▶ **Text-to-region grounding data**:
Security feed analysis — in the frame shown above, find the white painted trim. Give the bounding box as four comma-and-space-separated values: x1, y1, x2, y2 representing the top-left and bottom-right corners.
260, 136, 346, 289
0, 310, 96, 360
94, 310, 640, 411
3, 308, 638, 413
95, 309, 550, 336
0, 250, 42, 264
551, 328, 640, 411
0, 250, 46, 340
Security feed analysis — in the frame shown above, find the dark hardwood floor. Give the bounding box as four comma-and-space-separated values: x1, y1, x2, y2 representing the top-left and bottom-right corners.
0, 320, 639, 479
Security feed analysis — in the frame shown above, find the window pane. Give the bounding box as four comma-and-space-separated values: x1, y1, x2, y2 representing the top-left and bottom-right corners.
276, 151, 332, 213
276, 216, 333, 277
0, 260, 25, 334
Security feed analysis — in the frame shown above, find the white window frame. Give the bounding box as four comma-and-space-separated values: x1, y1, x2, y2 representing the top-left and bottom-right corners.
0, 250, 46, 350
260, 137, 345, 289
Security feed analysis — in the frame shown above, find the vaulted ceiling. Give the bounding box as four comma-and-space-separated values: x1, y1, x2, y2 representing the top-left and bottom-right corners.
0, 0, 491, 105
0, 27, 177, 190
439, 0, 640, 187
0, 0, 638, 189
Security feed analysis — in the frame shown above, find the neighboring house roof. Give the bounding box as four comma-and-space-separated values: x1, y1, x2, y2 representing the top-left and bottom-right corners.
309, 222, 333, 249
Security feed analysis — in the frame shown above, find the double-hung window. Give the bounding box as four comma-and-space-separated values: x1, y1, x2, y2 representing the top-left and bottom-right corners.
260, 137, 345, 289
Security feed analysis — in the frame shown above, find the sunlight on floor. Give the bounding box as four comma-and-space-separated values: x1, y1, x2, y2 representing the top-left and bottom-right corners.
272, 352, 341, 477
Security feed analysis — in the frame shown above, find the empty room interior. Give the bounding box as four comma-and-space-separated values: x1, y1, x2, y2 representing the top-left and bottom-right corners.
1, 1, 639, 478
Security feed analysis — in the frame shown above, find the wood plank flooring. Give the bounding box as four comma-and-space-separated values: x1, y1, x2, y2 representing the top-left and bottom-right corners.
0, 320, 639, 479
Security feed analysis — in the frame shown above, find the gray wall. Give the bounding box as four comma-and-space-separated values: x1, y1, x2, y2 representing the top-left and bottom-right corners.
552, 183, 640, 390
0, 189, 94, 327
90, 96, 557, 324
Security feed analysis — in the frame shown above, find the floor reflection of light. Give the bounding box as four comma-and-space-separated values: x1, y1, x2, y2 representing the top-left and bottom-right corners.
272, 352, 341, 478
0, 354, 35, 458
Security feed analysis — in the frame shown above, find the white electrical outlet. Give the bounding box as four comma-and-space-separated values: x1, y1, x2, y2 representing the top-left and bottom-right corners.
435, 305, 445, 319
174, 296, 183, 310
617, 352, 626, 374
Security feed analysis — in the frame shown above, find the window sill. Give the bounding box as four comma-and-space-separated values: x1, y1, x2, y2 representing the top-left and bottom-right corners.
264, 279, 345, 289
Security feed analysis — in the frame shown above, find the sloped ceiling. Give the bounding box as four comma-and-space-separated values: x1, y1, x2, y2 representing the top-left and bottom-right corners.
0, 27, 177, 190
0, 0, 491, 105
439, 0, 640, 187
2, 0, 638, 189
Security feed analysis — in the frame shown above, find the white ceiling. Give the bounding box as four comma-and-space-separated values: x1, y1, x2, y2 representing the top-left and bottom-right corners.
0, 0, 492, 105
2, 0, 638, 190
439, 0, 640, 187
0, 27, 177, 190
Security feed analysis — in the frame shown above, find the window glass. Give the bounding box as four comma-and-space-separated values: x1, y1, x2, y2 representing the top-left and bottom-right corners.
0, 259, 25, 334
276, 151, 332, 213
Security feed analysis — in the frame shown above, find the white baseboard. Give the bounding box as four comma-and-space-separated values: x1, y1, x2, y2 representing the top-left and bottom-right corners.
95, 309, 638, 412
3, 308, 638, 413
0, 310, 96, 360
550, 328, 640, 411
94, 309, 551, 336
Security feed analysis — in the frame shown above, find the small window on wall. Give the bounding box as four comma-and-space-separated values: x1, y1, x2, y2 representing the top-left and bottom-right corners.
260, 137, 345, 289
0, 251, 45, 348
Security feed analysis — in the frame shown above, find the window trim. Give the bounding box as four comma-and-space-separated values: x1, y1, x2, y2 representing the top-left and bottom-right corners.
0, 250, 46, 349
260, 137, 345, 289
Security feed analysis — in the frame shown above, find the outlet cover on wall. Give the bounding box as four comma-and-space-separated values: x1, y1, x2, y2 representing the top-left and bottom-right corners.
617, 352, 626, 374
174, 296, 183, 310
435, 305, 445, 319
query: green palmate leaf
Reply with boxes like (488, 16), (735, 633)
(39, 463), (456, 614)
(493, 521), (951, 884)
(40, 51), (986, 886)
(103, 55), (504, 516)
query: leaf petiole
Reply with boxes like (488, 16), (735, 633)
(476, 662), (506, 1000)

▶ **Requirement**: Scan the entries for the word "query". Report each line that has it.

▶ **Written solution**:
query: green palmate leaf
query: leaf petiole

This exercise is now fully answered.